Dataset rows
┌────────

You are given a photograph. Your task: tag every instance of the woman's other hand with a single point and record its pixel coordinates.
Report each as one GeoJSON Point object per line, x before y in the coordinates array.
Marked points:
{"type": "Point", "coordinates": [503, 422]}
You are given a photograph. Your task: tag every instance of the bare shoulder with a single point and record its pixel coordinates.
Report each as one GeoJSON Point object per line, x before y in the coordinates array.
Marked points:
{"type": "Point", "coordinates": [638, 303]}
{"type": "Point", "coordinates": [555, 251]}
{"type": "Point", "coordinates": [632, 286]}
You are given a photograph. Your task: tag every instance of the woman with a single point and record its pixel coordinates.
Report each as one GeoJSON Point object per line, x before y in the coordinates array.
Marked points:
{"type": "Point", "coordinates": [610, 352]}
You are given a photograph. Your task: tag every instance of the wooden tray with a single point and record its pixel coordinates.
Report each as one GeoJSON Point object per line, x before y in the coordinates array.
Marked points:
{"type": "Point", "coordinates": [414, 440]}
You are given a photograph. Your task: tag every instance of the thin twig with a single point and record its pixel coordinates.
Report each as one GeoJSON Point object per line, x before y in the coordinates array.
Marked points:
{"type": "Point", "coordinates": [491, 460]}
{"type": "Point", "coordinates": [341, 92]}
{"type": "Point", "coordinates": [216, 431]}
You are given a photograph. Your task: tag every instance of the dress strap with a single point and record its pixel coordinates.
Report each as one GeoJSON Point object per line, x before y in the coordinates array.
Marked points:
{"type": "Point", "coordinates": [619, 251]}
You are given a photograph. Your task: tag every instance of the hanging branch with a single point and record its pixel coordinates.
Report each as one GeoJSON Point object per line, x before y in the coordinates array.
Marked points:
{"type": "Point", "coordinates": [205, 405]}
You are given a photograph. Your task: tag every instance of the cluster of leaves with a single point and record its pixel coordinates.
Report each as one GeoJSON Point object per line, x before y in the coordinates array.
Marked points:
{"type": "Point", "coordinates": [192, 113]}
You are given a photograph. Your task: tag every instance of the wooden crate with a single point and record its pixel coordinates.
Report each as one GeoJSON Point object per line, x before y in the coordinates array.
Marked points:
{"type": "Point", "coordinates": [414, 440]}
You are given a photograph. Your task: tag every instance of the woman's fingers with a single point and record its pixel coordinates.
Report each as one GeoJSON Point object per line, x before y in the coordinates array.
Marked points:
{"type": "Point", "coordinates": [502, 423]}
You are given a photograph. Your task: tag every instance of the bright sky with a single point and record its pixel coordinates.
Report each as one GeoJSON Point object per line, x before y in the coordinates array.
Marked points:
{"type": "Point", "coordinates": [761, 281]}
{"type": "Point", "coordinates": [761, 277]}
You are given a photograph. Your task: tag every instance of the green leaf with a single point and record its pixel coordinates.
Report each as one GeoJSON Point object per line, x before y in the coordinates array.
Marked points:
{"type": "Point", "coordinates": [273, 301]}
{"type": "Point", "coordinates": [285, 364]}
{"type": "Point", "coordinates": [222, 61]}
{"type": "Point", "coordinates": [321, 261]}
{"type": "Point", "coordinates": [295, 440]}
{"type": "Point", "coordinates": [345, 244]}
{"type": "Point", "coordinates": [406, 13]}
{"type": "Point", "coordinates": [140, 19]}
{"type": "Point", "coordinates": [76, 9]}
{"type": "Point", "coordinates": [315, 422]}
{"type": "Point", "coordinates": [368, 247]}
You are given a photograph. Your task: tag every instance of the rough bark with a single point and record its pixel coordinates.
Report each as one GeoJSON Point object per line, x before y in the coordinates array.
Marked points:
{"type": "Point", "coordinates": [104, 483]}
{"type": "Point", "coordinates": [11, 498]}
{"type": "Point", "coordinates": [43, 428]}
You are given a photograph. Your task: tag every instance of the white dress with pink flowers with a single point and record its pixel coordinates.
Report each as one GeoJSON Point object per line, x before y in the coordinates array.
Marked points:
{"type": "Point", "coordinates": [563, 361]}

└────────

* Task to carry out: Copy out each line exactly as written.

* The response:
You are given a photograph. Your task: tag every instance of the woman's other hand with a single point and record its pixel coordinates.
Report each as one GeoJSON Point object per line, x before y in the coordinates array.
Marked points:
{"type": "Point", "coordinates": [503, 422]}
You are given a photograph. Your task: tag every instance of the bare shoulder with a single point and record its pixel coordinates.
Report each as one GeoJSON Point object per line, x before y in the coordinates array.
Marked points:
{"type": "Point", "coordinates": [638, 303]}
{"type": "Point", "coordinates": [555, 251]}
{"type": "Point", "coordinates": [632, 286]}
You are given a photograph. Your task: tag every instance of the woman with a single point and record its pixel coordinates.
Report each as one GeoJSON Point object per line, x before y in the coordinates array.
Marked points:
{"type": "Point", "coordinates": [610, 352]}
You are given a photograph. Your task: tag every instance of the wooden tray with a single point and record its pixel coordinates.
Report each as one GeoJSON Point object per line, x before y in the coordinates array.
Marked points:
{"type": "Point", "coordinates": [414, 440]}
You are given a photograph. Your task: tag every instance of the thin twig with a single point and record its pixel coordinates.
Report each as one GeoJSON Point object per line, x before y in the coordinates array.
Marked points:
{"type": "Point", "coordinates": [491, 460]}
{"type": "Point", "coordinates": [341, 92]}
{"type": "Point", "coordinates": [216, 431]}
You are given a photograph. Your task: tag every instance of the dress strap with a single point and record its pixel coordinates.
Report each as one GeoJSON Point object per line, x before y in the coordinates array.
Marked points:
{"type": "Point", "coordinates": [619, 251]}
You are given a photograph. Your task: tag every instance of the hanging branch with a single point and record its pixel coordinates.
Report each as one GeoJSON Point object per line, x before y in the coordinates array.
Marked points:
{"type": "Point", "coordinates": [205, 405]}
You are given a photograph. Your task: tag every instance of the cluster of leaves with a single point and record its pixel coordinates.
Report each as one GeoJSON Point object per line, x before y in the coordinates array.
Marked points:
{"type": "Point", "coordinates": [192, 113]}
You are given a photograph. Your task: tag every instance of the wooden crate with a single point and record its pixel coordinates.
Report each as one GeoJSON Point object per line, x before y in the coordinates array.
Marked points:
{"type": "Point", "coordinates": [414, 440]}
You are given a photograph. Your task: tag every instance of the woman's fingers with a single point and record its pixel coordinates.
Report each as one GeoJSON Point object per line, x before y in the coordinates array.
Marked points:
{"type": "Point", "coordinates": [502, 423]}
You are given a photograph. Your task: tag every instance of the bright sky with a single point and record its pixel coordinates.
Report each as one GeoJSON Point object per line, x before y in the coordinates array.
Marked points:
{"type": "Point", "coordinates": [761, 281]}
{"type": "Point", "coordinates": [761, 277]}
You are given a photograph. Your task: tag every instance of the green leaf with a single point and record its pixel coordinates.
Report each as one GeoJSON Point object per line, x before y in the coordinates array.
Marked points:
{"type": "Point", "coordinates": [273, 301]}
{"type": "Point", "coordinates": [285, 364]}
{"type": "Point", "coordinates": [222, 61]}
{"type": "Point", "coordinates": [321, 261]}
{"type": "Point", "coordinates": [295, 440]}
{"type": "Point", "coordinates": [345, 244]}
{"type": "Point", "coordinates": [406, 13]}
{"type": "Point", "coordinates": [140, 19]}
{"type": "Point", "coordinates": [76, 9]}
{"type": "Point", "coordinates": [315, 422]}
{"type": "Point", "coordinates": [368, 247]}
You are given a photograph. Your task: tag every instance of the rough bark with a single point and record its pixel coordinates.
Report each as one GeoJSON Point object per line, x before y in the coordinates array.
Marked points:
{"type": "Point", "coordinates": [104, 483]}
{"type": "Point", "coordinates": [11, 498]}
{"type": "Point", "coordinates": [43, 428]}
You are given a photograph. Your task: tag every instance of the white dress with pink flowers with a single point and record its pixel coordinates.
Report each as one GeoJSON Point object per line, x before y in the coordinates array.
Marked points:
{"type": "Point", "coordinates": [563, 361]}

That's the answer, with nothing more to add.